* What the task asks
Could you render every line of the material below as a Markdown table with the columns "Row" and "Line," numbering the rows, skipping blank lines, and leaving the pictures out?

* Records for the exercise
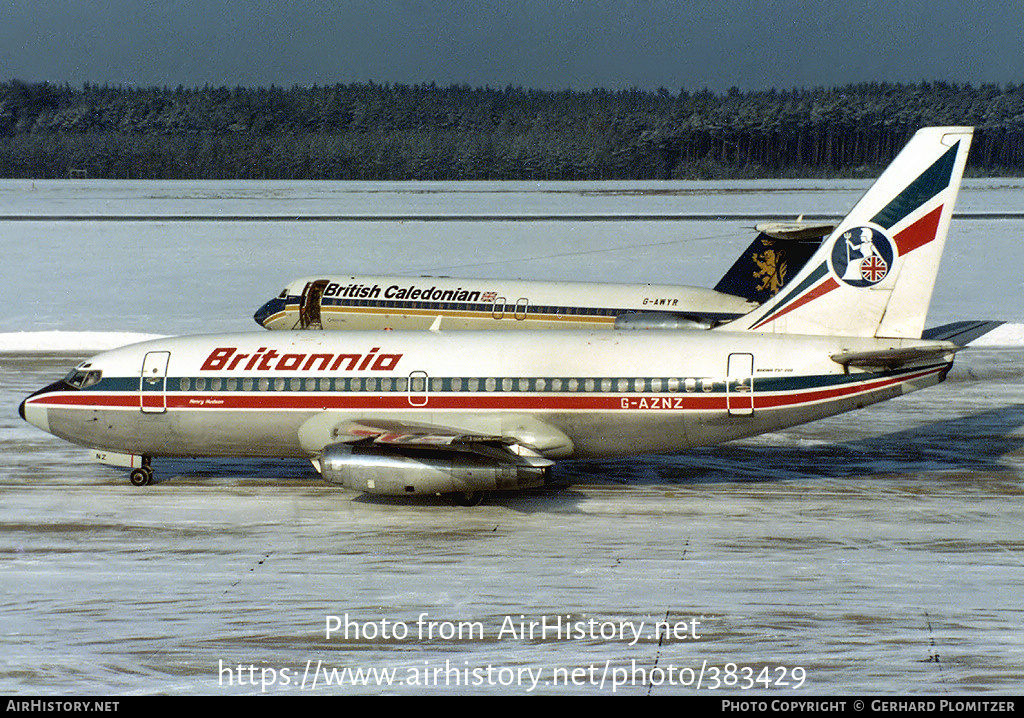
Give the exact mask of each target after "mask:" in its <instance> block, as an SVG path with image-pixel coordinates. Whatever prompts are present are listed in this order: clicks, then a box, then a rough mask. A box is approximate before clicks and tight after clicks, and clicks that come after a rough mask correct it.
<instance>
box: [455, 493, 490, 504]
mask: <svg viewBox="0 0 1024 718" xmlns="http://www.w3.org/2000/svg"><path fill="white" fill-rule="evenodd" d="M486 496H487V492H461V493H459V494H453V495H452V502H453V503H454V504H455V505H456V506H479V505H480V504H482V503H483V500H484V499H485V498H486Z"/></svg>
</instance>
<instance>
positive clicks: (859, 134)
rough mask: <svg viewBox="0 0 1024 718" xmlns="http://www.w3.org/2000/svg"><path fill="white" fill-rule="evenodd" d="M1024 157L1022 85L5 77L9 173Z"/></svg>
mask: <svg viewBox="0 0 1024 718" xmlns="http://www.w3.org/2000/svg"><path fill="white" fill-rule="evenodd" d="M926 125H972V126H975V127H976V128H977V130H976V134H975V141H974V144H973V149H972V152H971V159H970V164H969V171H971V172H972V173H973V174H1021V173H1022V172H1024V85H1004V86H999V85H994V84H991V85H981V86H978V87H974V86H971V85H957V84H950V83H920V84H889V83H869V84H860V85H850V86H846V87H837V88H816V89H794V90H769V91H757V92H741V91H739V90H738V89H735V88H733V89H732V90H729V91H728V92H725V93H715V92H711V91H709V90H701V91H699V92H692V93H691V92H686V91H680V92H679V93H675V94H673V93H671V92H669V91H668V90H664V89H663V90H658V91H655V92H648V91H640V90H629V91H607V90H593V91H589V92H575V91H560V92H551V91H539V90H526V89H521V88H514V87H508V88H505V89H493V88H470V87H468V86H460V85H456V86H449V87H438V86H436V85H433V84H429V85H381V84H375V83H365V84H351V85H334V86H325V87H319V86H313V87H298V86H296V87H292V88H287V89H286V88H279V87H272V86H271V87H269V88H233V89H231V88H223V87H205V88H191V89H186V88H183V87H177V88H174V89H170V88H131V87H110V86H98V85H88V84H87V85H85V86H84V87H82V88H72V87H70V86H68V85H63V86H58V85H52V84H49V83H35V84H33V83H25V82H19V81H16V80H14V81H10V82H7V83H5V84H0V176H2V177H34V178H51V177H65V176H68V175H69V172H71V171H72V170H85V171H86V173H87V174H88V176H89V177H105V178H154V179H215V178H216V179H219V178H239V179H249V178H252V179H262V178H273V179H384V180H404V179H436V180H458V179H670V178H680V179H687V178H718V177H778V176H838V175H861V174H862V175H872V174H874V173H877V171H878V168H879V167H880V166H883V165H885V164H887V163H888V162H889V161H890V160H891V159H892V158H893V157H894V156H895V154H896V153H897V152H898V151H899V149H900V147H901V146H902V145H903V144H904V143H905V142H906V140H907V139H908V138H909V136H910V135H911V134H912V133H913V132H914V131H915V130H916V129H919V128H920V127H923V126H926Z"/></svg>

* Answer space
| Row | Line |
|---|---|
| 1 | Give the exact mask of each target after "mask:" in its <instance> block, as an SVG path with image-pixel coordinates. Whatever prompts are present are listed in this order: clicks, then a box, then a rough mask. A box is approximate before clicks and tight after clicks, and clicks that come after a rough mask correct it. |
| 2 | <instance> |
| 3 | box: [455, 493, 490, 504] |
| 4 | mask: <svg viewBox="0 0 1024 718" xmlns="http://www.w3.org/2000/svg"><path fill="white" fill-rule="evenodd" d="M486 496H487V492H461V493H459V494H453V495H452V502H453V503H454V504H455V505H456V506H479V505H480V504H482V503H483V500H484V499H485V498H486Z"/></svg> |
| 5 | </instance> |
| 6 | <instance> |
| 7 | positive clicks: (859, 134) |
| 8 | rough mask: <svg viewBox="0 0 1024 718" xmlns="http://www.w3.org/2000/svg"><path fill="white" fill-rule="evenodd" d="M1024 157L1022 85L5 77L9 173Z"/></svg> |
| 9 | mask: <svg viewBox="0 0 1024 718" xmlns="http://www.w3.org/2000/svg"><path fill="white" fill-rule="evenodd" d="M926 125H972V126H975V127H976V128H977V130H976V134H975V141H974V144H973V149H972V152H971V159H970V164H969V171H971V172H972V173H973V174H1021V173H1022V172H1024V85H1004V86H999V85H994V84H991V85H981V86H978V87H974V86H971V85H957V84H950V83H920V84H889V83H869V84H860V85H850V86H846V87H837V88H816V89H794V90H769V91H757V92H741V91H739V90H738V89H735V88H733V89H732V90H729V91H728V92H725V93H715V92H711V91H709V90H701V91H699V92H692V93H691V92H686V91H680V92H679V93H675V94H673V93H671V92H669V91H668V90H664V89H663V90H658V91H655V92H648V91H640V90H629V91H607V90H593V91H589V92H575V91H560V92H551V91H539V90H526V89H521V88H514V87H508V88H505V89H493V88H470V87H468V86H460V85H456V86H449V87H438V86H436V85H433V84H429V85H381V84H375V83H365V84H351V85H334V86H325V87H319V86H313V87H298V86H296V87H292V88H287V89H286V88H279V87H272V86H271V87H269V88H233V89H231V88H223V87H205V88H191V89H186V88H183V87H177V88H174V89H170V88H131V87H110V86H98V85H88V84H87V85H85V86H84V87H82V88H72V87H70V86H68V85H63V86H58V85H52V84H49V83H35V84H33V83H25V82H19V81H16V80H14V81H10V82H7V83H5V84H0V176H2V177H34V178H51V177H65V176H68V175H69V172H71V171H72V170H85V171H86V173H87V174H88V176H89V177H105V178H154V179H215V178H216V179H219V178H239V179H249V178H252V179H262V178H273V179H384V180H404V179H436V180H458V179H670V178H680V179H687V178H718V177H778V176H838V175H861V174H862V175H872V174H874V173H877V171H878V168H879V167H880V166H883V165H885V164H887V163H888V162H889V161H890V160H891V159H892V158H893V157H894V156H895V154H896V153H897V152H898V151H899V149H900V147H901V146H902V145H903V144H904V143H905V142H906V140H907V139H908V138H909V136H910V135H911V134H912V133H913V132H914V131H915V130H916V129H919V128H920V127H923V126H926Z"/></svg> |